PEDIDO ESCRITO A
Indica quantas linhas dos registos contêm a palavra «query», tendo em conta a distinção entre maiúsculas e minúsculas. Responde só com o número.

EXCERTO FORNECIDO
▬▬▬▬▬▬

A Lendária Black Strat

Nero

Para gravar “Rattle That Lock”, David Gilmour tornou a agarrar numa das mais icónicas guitarras de sempre. A Black Strat marcou história dos Pink Floyd, da Fender e da música. Esta é a sua história!

Se há coisas consensuais na música, a reverência ao som de guitarra de David Gilmour é uma delas. Há quem acuse esse mesmo som de ter iniciado a descaracterização dos Pink Floyd e a desfragmentação progressiva da banda mas, mesmo que isso seja verdade, não há como negar a beleza dos fraseados do guitarrista, a sua pujança melódica, e aquele som meloso de guitarra que é um dos mais distintos de sempre. Para gravar o seu álbum a solo, “Rattle That Lock”, Gilmour “ressuscitou” uma das mais lendárias guitarras de sempre: «A minha velha Stratocaster preta, foi a que utilizei mais».

Para começar, a Black Strat é um modelo de ’69. Como é próprio acontecer naquilo que se transforma em mitologia, houve intervenção das moiras. Em 1970, Gilmour comprou, na Manny’s Music, em Nova Iorque, um modelo igual, que acabou por ser roubado. Assim, regressando o guitarrista ao mesmo local para nova compra, algumas semanas depois, impôs-se o destino. Como era padrão na Fender, o corpo é de alder e o braço em maple, com o headstock grande da época. Aliás, todos os specs da guitarra obedeciam ao cânone de produção em série dos modelos: pickups single coil Fender, do final dos anos 60; afinadores tipo “F”, comutador de três posições; ponte sincronizada com a barra de tremolo. O acabamento… Sunburst, com pickguard branco. Sim, Sunburst, mas já lá vamos.

DÉCADA DE SETENTA

Gilmour usou a guitarra, ao vivo, pela primeira vez no Bath Festival, em Junho de 1970. Os Pink Floyd surgiram em palco, pelas três da madrugada, acompanhados por uma banda filarmónica e um coro de 12 elementos. Tocaram “Green Is The Colour”, “Careful With That Axe, Eugene”, “A Saucerful Of Secrets”, “Set The Controls For The Heart Of The Sun” e, pela primeira vez, tocaram a versão completa de “The Amazing Pudding” – o título provisório de “Atom Heart Mother”. Em Outubro de 1971, ainda com o pickguard original, mas com o acabamento completamente preto (pintado na Manny’s), David Gilmour usou a guitarra no memorável filme “Live At Pompeii”. O potenciómetro de volume original também surgia trocado por um de Telecaster, com a acção suavizada por uma tira de borracha.

▬▬▬▬▬▬

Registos

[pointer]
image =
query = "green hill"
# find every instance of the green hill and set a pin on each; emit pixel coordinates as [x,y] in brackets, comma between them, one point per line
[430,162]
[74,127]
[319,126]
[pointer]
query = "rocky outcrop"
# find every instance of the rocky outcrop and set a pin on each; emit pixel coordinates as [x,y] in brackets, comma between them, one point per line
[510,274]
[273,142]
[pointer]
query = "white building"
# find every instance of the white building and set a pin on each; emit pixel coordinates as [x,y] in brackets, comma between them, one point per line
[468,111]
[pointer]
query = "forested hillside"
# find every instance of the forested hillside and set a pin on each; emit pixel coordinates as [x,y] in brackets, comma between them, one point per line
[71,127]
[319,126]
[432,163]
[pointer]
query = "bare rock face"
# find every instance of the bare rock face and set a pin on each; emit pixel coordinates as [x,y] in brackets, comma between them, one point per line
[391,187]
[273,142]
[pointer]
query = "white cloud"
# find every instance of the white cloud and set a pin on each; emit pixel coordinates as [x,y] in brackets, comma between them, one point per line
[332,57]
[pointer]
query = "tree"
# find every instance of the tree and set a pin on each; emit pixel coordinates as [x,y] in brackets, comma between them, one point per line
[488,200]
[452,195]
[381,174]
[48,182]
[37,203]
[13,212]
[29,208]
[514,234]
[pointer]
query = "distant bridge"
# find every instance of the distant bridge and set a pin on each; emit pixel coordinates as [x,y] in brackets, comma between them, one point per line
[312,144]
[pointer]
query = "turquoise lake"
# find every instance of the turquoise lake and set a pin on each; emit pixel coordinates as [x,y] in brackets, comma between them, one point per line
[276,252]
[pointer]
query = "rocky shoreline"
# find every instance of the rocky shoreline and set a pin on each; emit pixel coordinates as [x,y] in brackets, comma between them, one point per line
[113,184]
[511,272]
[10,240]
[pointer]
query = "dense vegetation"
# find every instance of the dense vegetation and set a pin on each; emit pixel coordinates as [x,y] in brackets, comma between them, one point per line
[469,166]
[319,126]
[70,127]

▬▬▬▬▬▬

PEDIDO ESCRITO B
Enumera, tal como surgem na frase do excerto sobre a guitarra que começa por «Tocaram», os títulos das músicas que os Pink Floyd tocaram no Bath Festival.

RESPOSTA COMPLETA A
11

RESPOSTA COMPLETA B
- “Green Is The Colour”
- “Careful With That Axe, Eugene”
- “A Saucerful Of Secrets”
- “Set The Controls For The Heart Of The Sun”
- “The Amazing Pudding”